Requirement: Lines from the one with "block. For each instance, output its bounding box." through the end of the listing below should be set down exactly, with no other line included.

Data section:
-- -- --
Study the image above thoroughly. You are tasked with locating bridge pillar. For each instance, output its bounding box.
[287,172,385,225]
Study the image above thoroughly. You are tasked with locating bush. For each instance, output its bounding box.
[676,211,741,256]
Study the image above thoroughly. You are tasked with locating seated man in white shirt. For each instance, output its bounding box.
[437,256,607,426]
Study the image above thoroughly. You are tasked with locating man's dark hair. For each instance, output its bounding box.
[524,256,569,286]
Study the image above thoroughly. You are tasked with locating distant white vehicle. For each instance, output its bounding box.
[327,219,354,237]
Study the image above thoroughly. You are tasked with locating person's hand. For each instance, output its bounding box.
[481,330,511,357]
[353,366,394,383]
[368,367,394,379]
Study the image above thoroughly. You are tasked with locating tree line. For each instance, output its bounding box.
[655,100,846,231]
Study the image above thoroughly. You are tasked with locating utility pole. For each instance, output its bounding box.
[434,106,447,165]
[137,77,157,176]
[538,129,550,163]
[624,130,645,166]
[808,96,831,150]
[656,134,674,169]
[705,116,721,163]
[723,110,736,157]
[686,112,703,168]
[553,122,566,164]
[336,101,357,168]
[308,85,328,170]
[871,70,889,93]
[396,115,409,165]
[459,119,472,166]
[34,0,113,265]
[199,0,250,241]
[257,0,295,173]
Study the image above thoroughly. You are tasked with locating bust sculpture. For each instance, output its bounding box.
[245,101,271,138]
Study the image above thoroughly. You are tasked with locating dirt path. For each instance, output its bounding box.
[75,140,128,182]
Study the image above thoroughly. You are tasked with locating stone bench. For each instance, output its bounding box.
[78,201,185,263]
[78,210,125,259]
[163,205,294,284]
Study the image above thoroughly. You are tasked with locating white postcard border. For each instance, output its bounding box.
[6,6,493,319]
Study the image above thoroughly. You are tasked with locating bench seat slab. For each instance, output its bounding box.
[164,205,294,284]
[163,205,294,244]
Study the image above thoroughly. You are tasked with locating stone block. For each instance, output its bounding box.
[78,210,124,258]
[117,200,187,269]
-- -- --
Your solution:
Study the image above thoroughly. You are tasked with locating stone block. For each instance, output its bounding box.
[78,210,124,258]
[117,200,187,269]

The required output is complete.